:: Data to use

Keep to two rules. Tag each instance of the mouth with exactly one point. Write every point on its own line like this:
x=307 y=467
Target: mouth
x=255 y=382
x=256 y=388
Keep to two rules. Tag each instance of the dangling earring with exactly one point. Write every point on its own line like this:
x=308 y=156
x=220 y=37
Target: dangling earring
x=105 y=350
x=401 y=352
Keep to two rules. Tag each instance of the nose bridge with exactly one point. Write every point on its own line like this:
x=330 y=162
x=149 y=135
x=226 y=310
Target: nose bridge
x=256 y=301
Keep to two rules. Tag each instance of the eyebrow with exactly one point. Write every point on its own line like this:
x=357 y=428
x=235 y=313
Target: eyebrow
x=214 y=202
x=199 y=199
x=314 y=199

::::

● Work order: Go through the data above and tally every line that includes "this". State only the total.

● Result of the exercise: 4